Problem statement:
The full set of entries below is to be returned unchanged.

*** Data for analysis Section Begins ***

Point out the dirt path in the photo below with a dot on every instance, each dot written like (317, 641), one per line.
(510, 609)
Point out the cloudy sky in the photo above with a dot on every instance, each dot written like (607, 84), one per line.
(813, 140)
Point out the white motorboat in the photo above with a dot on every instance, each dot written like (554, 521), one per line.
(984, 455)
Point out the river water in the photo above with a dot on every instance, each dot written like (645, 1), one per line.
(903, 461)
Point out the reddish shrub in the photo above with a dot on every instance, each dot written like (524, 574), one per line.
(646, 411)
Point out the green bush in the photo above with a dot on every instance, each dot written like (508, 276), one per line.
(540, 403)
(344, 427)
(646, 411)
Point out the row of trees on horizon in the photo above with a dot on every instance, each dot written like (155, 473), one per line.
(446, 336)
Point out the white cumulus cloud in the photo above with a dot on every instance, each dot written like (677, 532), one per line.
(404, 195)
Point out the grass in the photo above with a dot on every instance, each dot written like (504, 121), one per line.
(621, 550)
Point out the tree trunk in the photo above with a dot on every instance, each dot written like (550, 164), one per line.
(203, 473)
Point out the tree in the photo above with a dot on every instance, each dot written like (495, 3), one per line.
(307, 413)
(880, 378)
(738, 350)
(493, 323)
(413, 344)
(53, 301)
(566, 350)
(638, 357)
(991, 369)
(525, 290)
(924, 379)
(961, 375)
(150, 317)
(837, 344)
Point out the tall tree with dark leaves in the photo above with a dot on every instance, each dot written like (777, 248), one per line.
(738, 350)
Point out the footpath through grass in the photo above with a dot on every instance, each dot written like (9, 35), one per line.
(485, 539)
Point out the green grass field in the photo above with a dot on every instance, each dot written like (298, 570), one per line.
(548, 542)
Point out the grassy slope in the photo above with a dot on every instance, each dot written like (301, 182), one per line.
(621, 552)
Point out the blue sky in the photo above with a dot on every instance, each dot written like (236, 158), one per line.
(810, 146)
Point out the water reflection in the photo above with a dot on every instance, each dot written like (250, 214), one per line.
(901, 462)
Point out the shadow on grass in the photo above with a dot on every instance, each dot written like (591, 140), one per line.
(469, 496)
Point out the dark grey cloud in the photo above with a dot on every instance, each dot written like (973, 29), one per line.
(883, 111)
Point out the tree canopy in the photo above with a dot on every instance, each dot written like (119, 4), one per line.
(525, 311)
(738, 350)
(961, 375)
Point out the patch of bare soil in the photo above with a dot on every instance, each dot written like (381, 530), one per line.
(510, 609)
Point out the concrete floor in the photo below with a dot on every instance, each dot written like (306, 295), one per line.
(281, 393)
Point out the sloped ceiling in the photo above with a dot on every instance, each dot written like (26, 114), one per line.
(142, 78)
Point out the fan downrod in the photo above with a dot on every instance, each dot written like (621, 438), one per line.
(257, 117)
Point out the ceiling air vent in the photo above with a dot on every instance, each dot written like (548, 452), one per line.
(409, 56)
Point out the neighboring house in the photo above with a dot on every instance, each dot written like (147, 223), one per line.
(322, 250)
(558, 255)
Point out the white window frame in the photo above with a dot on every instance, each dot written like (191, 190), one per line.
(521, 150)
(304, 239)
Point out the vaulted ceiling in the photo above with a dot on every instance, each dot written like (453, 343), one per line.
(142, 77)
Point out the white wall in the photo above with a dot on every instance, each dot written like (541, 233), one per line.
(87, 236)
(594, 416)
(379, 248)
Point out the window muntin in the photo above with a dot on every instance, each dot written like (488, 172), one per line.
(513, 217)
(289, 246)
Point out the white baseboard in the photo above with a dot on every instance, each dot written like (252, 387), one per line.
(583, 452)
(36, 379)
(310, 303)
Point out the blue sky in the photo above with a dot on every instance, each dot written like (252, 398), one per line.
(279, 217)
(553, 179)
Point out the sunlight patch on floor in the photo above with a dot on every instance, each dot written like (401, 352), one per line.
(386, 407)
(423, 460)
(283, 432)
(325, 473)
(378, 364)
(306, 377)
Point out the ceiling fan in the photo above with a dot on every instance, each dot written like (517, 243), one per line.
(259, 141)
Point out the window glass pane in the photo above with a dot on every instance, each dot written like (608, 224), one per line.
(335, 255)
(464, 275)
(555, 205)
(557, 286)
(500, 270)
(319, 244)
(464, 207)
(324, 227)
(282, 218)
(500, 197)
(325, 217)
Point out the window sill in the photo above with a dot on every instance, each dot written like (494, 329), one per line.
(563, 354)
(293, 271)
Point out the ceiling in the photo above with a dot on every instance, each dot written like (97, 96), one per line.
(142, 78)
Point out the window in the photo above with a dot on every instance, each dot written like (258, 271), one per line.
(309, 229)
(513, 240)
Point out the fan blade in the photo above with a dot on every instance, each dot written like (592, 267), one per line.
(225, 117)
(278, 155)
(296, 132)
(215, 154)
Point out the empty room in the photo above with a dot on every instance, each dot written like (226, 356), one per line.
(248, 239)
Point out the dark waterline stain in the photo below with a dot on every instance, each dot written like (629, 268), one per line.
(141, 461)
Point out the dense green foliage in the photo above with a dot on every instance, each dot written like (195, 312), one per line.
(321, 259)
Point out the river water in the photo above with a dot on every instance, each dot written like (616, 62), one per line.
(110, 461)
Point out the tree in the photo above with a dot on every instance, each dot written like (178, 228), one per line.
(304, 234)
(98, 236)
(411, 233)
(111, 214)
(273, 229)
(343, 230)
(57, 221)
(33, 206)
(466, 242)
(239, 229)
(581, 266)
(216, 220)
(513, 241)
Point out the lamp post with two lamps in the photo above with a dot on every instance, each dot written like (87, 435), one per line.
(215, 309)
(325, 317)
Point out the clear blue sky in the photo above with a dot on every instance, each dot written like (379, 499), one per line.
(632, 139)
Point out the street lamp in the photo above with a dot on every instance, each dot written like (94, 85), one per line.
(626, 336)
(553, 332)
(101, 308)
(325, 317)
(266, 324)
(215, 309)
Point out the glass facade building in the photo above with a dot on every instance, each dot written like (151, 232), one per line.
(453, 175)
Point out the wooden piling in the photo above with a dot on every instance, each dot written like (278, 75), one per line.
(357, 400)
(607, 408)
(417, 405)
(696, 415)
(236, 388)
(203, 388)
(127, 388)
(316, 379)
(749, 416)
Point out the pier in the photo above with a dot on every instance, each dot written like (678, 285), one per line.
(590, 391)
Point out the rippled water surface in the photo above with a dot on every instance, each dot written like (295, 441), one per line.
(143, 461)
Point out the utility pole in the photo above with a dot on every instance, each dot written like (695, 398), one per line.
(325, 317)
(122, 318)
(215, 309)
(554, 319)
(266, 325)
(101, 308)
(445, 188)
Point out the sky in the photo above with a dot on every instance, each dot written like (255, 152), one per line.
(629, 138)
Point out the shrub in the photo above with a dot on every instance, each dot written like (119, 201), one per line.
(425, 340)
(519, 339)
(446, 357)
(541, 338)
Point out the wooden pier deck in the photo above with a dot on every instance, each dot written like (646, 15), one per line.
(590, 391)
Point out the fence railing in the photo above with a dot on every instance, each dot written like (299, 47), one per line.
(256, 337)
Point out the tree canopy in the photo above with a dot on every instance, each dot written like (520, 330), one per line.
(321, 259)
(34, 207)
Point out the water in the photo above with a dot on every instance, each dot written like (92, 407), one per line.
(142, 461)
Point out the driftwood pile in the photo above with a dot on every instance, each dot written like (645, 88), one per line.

*** Data for analysis Section Ends ***

Solution to this problem:
Point out the dirt path in the photo below with a dot on every instance, each dot written like (317, 641), one per line.
(510, 609)
Point out the cloudy sky in the photo above with a dot on every instance, each dot written like (607, 84), one per line.
(813, 140)
Point out the white motorboat in the photo above with a dot on every instance, each dot written like (554, 521), one per line.
(984, 455)
Point out the river water in the photo above with a dot on every instance, each dot written like (645, 1), one per line.
(903, 461)
Point out the reddish shrub in the photo above with a dot on every instance, each dot written like (524, 574), one per line.
(646, 411)
Point out the green bush in the photo above with a dot on every instance, each dot written like (508, 276), one per line.
(540, 403)
(344, 427)
(646, 411)
Point out the row of trees on horizon in the photo above with a dot on every instance, each dot written like (155, 473), one per line.
(446, 336)
Point out the white cumulus cloud in the photo above with a dot on every instance, each dot written like (677, 532), one per line.
(404, 195)
Point out the grass in the photo above with a dot on every instance, each dot written like (504, 121), one per line.
(621, 550)
Point out the tree trunk in the photo above with a dot on every instance, each dot written like (550, 164), one per line.
(203, 473)
Point out the tree in the photo above with a dot on every instance, each dot written like (495, 3), one per line.
(307, 413)
(880, 378)
(738, 350)
(493, 323)
(413, 344)
(53, 301)
(566, 350)
(638, 357)
(991, 369)
(525, 290)
(924, 379)
(961, 375)
(150, 317)
(837, 344)
Point out the tall tree with dark leaves in the photo above with a dot on every instance, each dot written like (777, 248), one per line.
(738, 350)
Point out the footpath through grass in the photo above with a dot on every instance, each dot written like (9, 35), one per line.
(485, 539)
Point out the green grass field in the photo above with a dot on every instance, each dot written like (298, 570), one per line.
(548, 542)
Point out the grassy slope in the photo above with a dot on every instance, each dot written like (301, 182), one per line.
(621, 552)
Point out the blue sky in the photo above with a dot on every instance, each dot written like (236, 158), one per line.
(810, 146)
Point out the water reflection in the photo above with a dot on every instance, each dot written like (250, 214), one per line.
(901, 462)
Point out the shadow on grass in the photo above with a dot on every instance, each dot written like (591, 140), one per line.
(469, 496)
Point out the dark grey cloud in the photo above with a dot on every instance, each dot written like (973, 29), one per line.
(883, 111)
Point out the tree canopy in the photo above with a dot on every instance, each dot written like (119, 4), one per line.
(525, 311)
(738, 350)
(961, 375)
Point out the patch of bare soil in the photo above with a dot on every instance, each dot written like (381, 530), one per line.
(510, 609)
Point out the concrete floor in the photo below with a dot on every instance, each dot written like (306, 295), one per line.
(281, 393)
Point out the sloped ceiling in the photo above with a dot on every instance, each dot written like (26, 114), one per line.
(142, 78)
Point out the fan downrod in the photo above with a dot on every instance, each dot written like (621, 438), one per line.
(257, 117)
Point out the ceiling air vent in the photo above with a dot on every instance, each dot written like (548, 452), one per line.
(409, 56)
Point out the neighboring house in the photo above with a dot on every instance, each dot written like (147, 223), one per line.
(322, 250)
(558, 255)
Point out the white window frame in the photo above with a dot on every instance, each dot written like (191, 190), one per line.
(521, 150)
(304, 239)
Point out the vaulted ceiling in the photo above with a dot on every instance, each dot written like (453, 343), one per line.
(142, 77)
Point out the white wall in the photo above with a dot on every instance, each dot written like (541, 233), one per line.
(87, 236)
(594, 416)
(379, 248)
Point out the window muntin in the photo above with a dot on every instance, each dot written like (488, 172), one per line.
(513, 217)
(289, 246)
Point out the white baseboard in the photo above with a dot on every instance, each dot written like (252, 387), one per line.
(583, 452)
(36, 379)
(310, 303)
Point out the blue sky in the photo above with a dot on every instance, each dot written like (252, 398), one per line.
(279, 217)
(553, 179)
Point out the sunlight patch on floor in the photo above with a dot on every instance, each dot written like (401, 352), one per line.
(386, 407)
(423, 460)
(283, 432)
(325, 473)
(378, 364)
(306, 377)
Point out the ceiling fan in the photo above with a dot on every instance, each dot written like (517, 243), one per line.
(259, 141)
Point out the window glass pane in the photo above with a dot on every instance, each dot written like (608, 224), one per line.
(335, 255)
(464, 275)
(555, 205)
(557, 286)
(500, 270)
(319, 244)
(464, 207)
(324, 227)
(282, 218)
(500, 197)
(325, 217)
Point out the window sill in the photo above with a dot on every instance, each dot written like (494, 329), one per line.
(563, 354)
(293, 271)
Point out the ceiling in the photo above with a dot on every instance, each dot written like (97, 96), one per line.
(142, 78)
Point out the window in the photo above with a dot on every instance, each dot written like (258, 271), one per line.
(309, 229)
(513, 240)
Point out the fan blade in the photo above with a dot on every instance, each dot written like (592, 267), one per line.
(225, 117)
(278, 155)
(296, 132)
(215, 154)
Point out the empty room in the photo above with a dot on every instance, each dot written like (226, 356), one per line.
(248, 239)
Point out the dark waterline stain in the photo below with a dot on every instance, each dot written like (629, 268), one per line.
(141, 461)
Point out the dense green foliage in the photo above with a dot on every instance, each dot written like (195, 312), one per line.
(321, 259)
Point out the river water in the photo above with a dot on every instance, each dot written like (616, 62), one per line.
(110, 461)
Point out the tree in the photo above with a dot on every instance, each dot written like (178, 228), one per line.
(304, 234)
(98, 236)
(411, 233)
(111, 214)
(273, 229)
(343, 230)
(57, 221)
(33, 206)
(466, 242)
(239, 229)
(581, 266)
(216, 220)
(513, 241)
Point out the lamp post with two lamps in the photo above with a dot on every instance, each dot written like (87, 435), one per line.
(215, 309)
(325, 317)
Point out the clear blue sky in the photo above with a dot on every instance, each dot written like (379, 499), one per line.
(632, 139)
Point out the street lamp in the photo above with a dot on every instance, each dot written like (94, 85), one per line.
(626, 336)
(553, 332)
(101, 308)
(325, 317)
(266, 324)
(215, 309)
Point out the glass facade building in the photo above with a dot on every instance, each dot written like (151, 232), one per line.
(453, 175)
Point out the wooden piling in the photo above with a dot on every instance, each dot written like (278, 75), one per line.
(357, 400)
(607, 408)
(417, 405)
(696, 415)
(236, 388)
(203, 388)
(127, 388)
(316, 379)
(749, 416)
Point out the pier in the photo above with a dot on every instance, each dot written like (678, 285), one per line.
(590, 391)
Point out the rippled water surface in the photo above with a dot on every instance, each dot written like (295, 441), one per line.
(143, 461)
Point out the utility pole in the photo above with a dot on every instance, each dot written like (695, 398), one per line.
(325, 317)
(122, 318)
(215, 309)
(554, 319)
(266, 325)
(101, 308)
(445, 188)
Point out the sky in the photo above with a dot on every instance, each dot written like (255, 152), one per line.
(629, 138)
Point out the shrub in the photo above with a dot on every instance, each dot written like (119, 201), one per line.
(425, 340)
(519, 339)
(446, 357)
(541, 338)
Point out the wooden pier deck in the photo above with a dot on every instance, each dot written like (646, 15), one per line.
(590, 391)
Point out the fence railing in the photo above with a dot on every instance, each dot written like (299, 47), one per line.
(256, 337)
Point out the tree canopy in the photo above with a dot on every instance, each dot written like (520, 330), one per line.
(321, 259)
(34, 207)
Point out the water in the photo above with a dot on every instance, each dot written like (92, 407), one per line.
(142, 461)
Point out the driftwood pile in the photo above with a dot on every instance, each dot written like (645, 88), one per line.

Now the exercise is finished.